__What is asked__: Convert these records into a two-column CSV with the headers input and output. Each record gets one row, with its text and its answer each in a single quoted field, line breaks replaced by spaces, and the pictures omitted.

[Entries from a point annotation set]
'''

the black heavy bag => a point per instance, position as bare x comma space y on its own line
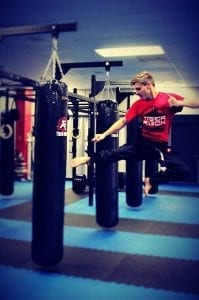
151, 167
49, 173
7, 153
133, 169
106, 175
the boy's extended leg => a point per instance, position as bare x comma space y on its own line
78, 161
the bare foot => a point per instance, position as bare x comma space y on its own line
78, 161
147, 186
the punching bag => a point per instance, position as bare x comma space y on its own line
49, 173
7, 153
133, 169
106, 175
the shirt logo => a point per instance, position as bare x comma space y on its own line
62, 127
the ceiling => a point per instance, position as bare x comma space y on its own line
173, 24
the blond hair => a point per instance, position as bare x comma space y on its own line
143, 77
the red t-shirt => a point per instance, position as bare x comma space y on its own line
156, 115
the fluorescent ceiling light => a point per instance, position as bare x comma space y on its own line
130, 51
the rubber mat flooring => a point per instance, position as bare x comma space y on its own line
152, 254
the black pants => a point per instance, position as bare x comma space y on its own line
144, 149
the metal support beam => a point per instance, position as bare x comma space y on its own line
32, 29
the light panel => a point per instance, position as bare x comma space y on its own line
130, 51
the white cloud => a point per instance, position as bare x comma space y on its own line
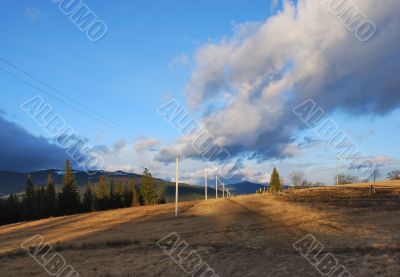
145, 144
302, 52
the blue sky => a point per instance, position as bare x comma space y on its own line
150, 55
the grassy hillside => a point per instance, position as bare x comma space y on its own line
241, 236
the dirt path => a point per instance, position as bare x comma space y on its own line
243, 236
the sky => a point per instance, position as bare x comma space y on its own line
238, 67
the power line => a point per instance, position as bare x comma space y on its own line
89, 112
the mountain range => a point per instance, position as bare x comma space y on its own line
14, 182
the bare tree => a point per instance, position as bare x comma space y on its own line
394, 175
297, 178
346, 179
376, 173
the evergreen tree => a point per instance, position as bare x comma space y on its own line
50, 197
275, 182
10, 210
147, 189
29, 199
102, 194
39, 202
69, 198
89, 200
119, 196
134, 194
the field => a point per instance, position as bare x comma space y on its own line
241, 236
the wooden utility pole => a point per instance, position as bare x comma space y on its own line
177, 186
216, 186
205, 183
337, 171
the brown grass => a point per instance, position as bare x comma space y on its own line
243, 236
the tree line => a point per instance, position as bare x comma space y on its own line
40, 202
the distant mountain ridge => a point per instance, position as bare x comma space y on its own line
246, 187
14, 182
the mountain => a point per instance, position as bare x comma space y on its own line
245, 187
14, 182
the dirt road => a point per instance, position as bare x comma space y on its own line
244, 236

'''

__Answer__:
input,output
"the black heavy bag => a point per instance, position as bare x comma space y on its own line","151, 167 49, 173 7, 153 133, 169 106, 175"
"the boy's extended leg => a point per instance, position as bare x comma space y on its own line","78, 161"
"the bare foot => a point per instance, position as bare x comma space y on its own line","78, 161 147, 186"
"the punching bag => a point per instance, position as bare x comma space y on its own line","49, 173 7, 153 133, 169 106, 175"
"the shirt logo => a point per instance, position as bare x comma space y on its own line","62, 127"
"the ceiling => a point per instance, position as bare x comma space y on its own line","173, 24"
"the blond hair => a point per instance, position as bare x comma space y on its own line","143, 77"
"the red t-shirt => a point per instance, position as bare x comma space y on its own line","156, 115"
"the fluorescent ceiling light => a point per instance, position as bare x comma space y on its own line","130, 51"
"the rubber mat flooring => a point per instance, position as bare x comma space y on its own line","152, 254"
"the black pants => a point per instance, position as bare x comma space y on its own line","144, 149"
"the metal support beam => a point per instance, position as bare x comma space y on its own line","32, 29"
"the light panel => a point per instance, position as bare x comma space y on its own line","130, 51"
"the white cloud => a point per instance, position as bare x comma space y on its own line","145, 144 302, 52"
"the blue sky => a point per instance, position as bare x comma space y on its own line","150, 55"
"the grassy hillside => a point per instance, position as bare x comma space y on its own line","241, 236"
"the dirt path => a point per instance, position as bare x comma space y on its own line","243, 236"
"the sky => a point per instance, position as bare x comma space y on its own line","238, 67"
"the power line => a point per instance, position as bare x comma space y on its own line","89, 112"
"the mountain range => a point per instance, position as bare x comma space y on its own line","14, 182"
"the bare tree => a point per instance, position as bare x comma space y on its own line","394, 175 297, 178 346, 179 376, 173"
"the evergreen tree => a point per instance, position as bare x comma space y on its own line","50, 197 275, 182 10, 210 147, 189 29, 199 102, 194 39, 202 69, 198 89, 200 119, 196 134, 194"
"the field => a point per instance, position as bare x comma space y on its own line","241, 236"
"the wooden utility pole => a point per instance, position as bare x comma space y on its own line","177, 186 216, 186 205, 183 337, 171"
"the brown grass => a point per instance, position as bare x comma space y on its own line","243, 236"
"the tree line => a point per instance, position as bare x comma space y on its own line","40, 202"
"the distant mountain ridge => a point per instance, position as bare x comma space y on its own line","246, 187 14, 182"
"the mountain => a point per instance, position as bare x comma space y on its own line","245, 187 14, 182"
"the dirt road => a point per instance, position as bare x comma space y on its own line","244, 236"